▸ Exercise aim
Please rewrite only the part that opens with the line containing "Each instance receives one keypoint. Annotate the scale" and closes with the line containing "(591, 1291)", swapping "turtle's" for "animal's" and keeping every other character the same.

**** Information provided

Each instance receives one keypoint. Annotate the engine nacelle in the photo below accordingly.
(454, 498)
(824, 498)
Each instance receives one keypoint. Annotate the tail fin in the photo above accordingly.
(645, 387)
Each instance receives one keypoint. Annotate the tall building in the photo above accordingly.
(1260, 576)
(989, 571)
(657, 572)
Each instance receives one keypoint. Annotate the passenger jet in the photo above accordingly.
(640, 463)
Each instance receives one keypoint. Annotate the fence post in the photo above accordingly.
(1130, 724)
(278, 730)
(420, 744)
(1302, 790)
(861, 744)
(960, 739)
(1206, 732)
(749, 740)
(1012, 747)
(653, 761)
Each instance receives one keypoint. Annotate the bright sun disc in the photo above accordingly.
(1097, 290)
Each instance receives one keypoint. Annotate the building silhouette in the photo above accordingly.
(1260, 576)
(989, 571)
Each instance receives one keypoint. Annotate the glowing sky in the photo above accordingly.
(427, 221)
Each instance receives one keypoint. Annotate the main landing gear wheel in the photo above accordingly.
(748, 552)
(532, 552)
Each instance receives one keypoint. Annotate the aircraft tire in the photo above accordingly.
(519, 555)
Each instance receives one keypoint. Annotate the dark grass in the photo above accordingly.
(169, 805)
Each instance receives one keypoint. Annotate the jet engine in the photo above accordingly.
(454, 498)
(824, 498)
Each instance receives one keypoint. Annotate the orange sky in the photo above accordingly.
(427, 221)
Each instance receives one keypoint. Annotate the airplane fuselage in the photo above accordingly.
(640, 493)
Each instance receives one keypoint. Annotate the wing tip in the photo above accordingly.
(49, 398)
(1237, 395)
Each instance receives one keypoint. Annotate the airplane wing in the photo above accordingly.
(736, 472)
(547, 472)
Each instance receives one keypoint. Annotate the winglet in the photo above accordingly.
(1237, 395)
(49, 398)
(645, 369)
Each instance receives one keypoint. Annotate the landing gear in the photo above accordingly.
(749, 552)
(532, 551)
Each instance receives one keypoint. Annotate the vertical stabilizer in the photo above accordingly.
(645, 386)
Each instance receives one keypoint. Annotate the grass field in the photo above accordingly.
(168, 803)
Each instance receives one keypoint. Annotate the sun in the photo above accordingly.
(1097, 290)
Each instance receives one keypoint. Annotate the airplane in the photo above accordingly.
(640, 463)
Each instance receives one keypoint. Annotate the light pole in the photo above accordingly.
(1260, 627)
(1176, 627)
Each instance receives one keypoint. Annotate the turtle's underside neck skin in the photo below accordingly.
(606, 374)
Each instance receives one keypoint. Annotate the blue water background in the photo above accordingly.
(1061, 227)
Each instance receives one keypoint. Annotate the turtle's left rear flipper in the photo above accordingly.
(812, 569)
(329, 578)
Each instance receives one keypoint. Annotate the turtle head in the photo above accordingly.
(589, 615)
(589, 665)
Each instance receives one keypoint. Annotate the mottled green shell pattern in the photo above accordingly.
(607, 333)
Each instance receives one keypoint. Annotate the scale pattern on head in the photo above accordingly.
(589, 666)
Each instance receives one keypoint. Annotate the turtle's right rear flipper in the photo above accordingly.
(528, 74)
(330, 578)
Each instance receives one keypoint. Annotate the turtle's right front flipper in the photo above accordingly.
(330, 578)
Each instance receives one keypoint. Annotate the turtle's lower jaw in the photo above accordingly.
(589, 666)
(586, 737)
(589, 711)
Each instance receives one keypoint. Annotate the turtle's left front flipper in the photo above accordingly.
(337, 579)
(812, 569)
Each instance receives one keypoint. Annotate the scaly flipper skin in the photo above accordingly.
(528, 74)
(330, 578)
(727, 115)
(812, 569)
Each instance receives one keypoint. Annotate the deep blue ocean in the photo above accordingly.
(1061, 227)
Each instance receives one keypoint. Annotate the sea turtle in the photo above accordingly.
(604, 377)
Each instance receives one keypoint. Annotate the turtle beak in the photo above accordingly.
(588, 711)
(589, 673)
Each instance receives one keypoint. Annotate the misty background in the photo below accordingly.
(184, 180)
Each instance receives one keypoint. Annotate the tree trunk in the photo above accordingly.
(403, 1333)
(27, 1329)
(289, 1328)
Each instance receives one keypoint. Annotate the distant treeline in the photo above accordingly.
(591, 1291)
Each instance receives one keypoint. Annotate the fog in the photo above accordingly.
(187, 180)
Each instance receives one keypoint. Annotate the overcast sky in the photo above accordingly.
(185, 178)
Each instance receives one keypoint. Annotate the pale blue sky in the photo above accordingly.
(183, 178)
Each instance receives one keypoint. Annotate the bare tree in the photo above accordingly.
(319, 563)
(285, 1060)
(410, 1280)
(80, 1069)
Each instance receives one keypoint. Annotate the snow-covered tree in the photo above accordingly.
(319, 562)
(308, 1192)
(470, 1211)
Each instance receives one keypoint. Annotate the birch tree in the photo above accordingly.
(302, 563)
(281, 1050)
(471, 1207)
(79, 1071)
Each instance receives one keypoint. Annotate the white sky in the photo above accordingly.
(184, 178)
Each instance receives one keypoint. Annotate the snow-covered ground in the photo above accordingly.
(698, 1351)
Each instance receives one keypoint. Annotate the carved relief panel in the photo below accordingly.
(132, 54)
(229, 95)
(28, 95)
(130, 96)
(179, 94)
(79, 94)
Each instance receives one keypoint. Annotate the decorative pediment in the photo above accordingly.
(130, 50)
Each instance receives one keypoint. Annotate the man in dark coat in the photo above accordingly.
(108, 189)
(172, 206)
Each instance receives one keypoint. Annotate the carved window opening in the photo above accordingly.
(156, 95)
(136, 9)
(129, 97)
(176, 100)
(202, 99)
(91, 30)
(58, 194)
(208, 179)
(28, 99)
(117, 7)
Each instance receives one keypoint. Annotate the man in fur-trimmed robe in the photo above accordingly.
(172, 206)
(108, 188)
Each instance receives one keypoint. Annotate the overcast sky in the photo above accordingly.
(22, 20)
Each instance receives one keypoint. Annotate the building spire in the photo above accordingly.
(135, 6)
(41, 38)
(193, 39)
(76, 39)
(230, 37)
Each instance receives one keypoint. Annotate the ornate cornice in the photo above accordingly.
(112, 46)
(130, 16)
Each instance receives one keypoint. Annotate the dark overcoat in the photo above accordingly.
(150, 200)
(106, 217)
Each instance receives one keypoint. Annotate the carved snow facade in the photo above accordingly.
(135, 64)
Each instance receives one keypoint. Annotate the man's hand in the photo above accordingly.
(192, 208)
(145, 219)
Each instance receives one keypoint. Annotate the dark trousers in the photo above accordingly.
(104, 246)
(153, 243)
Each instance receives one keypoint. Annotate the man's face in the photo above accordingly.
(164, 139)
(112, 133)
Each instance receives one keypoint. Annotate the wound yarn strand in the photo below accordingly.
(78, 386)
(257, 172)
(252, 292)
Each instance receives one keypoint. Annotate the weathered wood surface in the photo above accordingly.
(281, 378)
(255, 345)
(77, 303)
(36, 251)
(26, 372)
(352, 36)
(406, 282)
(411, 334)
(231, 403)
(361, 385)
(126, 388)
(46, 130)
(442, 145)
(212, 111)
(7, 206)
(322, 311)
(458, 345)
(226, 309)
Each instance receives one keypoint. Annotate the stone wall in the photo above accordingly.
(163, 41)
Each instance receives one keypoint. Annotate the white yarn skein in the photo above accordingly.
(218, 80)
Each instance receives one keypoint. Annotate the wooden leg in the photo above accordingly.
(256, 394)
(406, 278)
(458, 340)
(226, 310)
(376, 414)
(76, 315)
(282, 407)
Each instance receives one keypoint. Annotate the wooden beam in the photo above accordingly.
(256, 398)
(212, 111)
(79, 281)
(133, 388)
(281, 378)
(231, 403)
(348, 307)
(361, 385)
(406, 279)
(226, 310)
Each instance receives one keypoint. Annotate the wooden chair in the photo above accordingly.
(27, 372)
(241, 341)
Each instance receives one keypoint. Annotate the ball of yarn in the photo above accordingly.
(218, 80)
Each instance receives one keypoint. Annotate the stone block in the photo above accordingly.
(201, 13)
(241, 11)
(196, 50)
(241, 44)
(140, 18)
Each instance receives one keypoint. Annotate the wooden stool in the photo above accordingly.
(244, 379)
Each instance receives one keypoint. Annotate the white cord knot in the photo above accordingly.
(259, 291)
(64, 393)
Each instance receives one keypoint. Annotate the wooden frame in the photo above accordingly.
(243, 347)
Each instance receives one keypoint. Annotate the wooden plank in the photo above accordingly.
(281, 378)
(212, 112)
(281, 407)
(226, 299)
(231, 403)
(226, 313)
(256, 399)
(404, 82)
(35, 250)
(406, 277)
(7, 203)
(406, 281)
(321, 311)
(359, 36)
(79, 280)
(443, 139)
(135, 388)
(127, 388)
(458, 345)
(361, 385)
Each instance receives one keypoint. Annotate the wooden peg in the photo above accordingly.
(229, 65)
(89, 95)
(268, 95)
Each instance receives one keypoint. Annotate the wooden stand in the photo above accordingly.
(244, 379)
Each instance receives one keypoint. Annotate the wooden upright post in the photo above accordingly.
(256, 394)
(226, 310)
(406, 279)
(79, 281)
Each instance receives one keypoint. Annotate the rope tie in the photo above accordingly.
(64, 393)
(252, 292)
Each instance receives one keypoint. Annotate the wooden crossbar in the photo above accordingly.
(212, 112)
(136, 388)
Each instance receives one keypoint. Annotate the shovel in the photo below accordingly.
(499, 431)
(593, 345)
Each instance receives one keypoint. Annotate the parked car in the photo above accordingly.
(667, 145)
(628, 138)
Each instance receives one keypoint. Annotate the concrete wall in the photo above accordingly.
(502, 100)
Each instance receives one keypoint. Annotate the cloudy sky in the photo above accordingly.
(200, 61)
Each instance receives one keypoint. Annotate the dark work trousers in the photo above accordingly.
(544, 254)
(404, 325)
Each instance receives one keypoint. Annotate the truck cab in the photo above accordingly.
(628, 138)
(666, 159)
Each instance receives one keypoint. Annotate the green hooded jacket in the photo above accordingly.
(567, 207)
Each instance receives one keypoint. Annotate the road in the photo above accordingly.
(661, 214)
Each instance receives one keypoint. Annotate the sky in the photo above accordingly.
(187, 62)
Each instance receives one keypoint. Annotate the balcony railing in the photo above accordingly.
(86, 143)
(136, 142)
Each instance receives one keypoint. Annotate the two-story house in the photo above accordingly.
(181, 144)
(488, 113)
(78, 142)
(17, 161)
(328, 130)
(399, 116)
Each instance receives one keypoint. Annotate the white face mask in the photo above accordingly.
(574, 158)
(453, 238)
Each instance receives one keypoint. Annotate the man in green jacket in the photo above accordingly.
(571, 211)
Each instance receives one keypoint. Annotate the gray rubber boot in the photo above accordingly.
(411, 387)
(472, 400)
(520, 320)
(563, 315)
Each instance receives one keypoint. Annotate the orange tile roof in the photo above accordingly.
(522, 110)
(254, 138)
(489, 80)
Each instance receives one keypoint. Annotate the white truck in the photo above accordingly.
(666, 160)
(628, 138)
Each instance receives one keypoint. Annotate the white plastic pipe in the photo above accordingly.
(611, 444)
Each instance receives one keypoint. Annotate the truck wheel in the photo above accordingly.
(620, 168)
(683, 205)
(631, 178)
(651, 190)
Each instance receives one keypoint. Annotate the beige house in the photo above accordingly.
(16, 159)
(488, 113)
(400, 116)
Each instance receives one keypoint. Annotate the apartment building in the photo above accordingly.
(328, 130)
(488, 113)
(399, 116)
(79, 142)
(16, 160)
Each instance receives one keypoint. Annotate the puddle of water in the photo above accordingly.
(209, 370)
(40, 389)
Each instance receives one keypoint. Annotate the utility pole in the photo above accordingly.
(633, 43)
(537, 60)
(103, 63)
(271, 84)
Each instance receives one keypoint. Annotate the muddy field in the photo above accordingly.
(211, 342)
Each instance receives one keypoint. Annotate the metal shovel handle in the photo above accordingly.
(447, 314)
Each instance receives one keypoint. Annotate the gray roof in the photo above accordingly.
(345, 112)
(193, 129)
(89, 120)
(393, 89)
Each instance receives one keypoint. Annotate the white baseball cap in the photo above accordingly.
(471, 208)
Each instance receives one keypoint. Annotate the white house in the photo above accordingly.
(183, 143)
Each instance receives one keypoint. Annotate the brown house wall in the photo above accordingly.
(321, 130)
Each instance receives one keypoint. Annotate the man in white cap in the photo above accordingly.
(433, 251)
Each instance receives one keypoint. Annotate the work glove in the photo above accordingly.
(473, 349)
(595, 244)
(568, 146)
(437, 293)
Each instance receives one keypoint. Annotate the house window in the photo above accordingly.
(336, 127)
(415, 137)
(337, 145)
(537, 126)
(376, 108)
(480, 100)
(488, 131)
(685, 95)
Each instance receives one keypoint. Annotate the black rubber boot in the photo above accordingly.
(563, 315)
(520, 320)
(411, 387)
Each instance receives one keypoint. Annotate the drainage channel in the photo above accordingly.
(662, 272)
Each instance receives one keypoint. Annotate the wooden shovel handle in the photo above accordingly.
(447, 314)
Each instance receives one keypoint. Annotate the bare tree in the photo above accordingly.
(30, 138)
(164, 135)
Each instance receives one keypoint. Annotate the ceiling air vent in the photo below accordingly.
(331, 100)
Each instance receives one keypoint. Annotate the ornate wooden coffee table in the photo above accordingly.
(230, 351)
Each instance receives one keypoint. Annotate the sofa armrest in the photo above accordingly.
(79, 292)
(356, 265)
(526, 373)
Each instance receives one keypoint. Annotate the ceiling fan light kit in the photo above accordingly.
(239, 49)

********

▸ Result of this exercise
Each instance receives one keypoint. Annotate the scale pattern on head in the photo above accordingly.
(589, 666)
Each instance receives one keypoint. Annotate the animal's right rear flipper in the photo above accordingly.
(528, 74)
(330, 578)
Each instance receives one keypoint. Annotate the animal's right front flipper in the photo above accordingly.
(330, 578)
Each instance receives one keypoint. Annotate the animal's lower jaw in the photo above accordingly.
(589, 666)
(586, 737)
(589, 711)
Each instance receives one keypoint. Annotate the animal's left front flipper in the photo above accordingly.
(337, 579)
(812, 569)
Each instance receives one keypoint. Annotate the scaly flipper skin in the photo above accordingly.
(528, 74)
(330, 578)
(727, 115)
(812, 569)
Each instance receives one keypoint. Annotate the deep blue ocean in the photo above accordingly.
(1061, 227)
Each instance receives one keypoint. Annotate the sea turtle in the photo above accordingly.
(604, 377)
Each instance receives one keypoint. Annotate the turtle beak in the photo above accordingly.
(588, 711)
(589, 673)
Each instance receives one keypoint. Annotate the misty background in the photo below accordingly.
(184, 180)
Each instance receives one keypoint. Annotate the tree trunk in the photo above accordingly.
(403, 1333)
(27, 1329)
(289, 1328)
Each instance receives one keypoint. Annotate the distant treeline in the photo above accordingly.
(591, 1291)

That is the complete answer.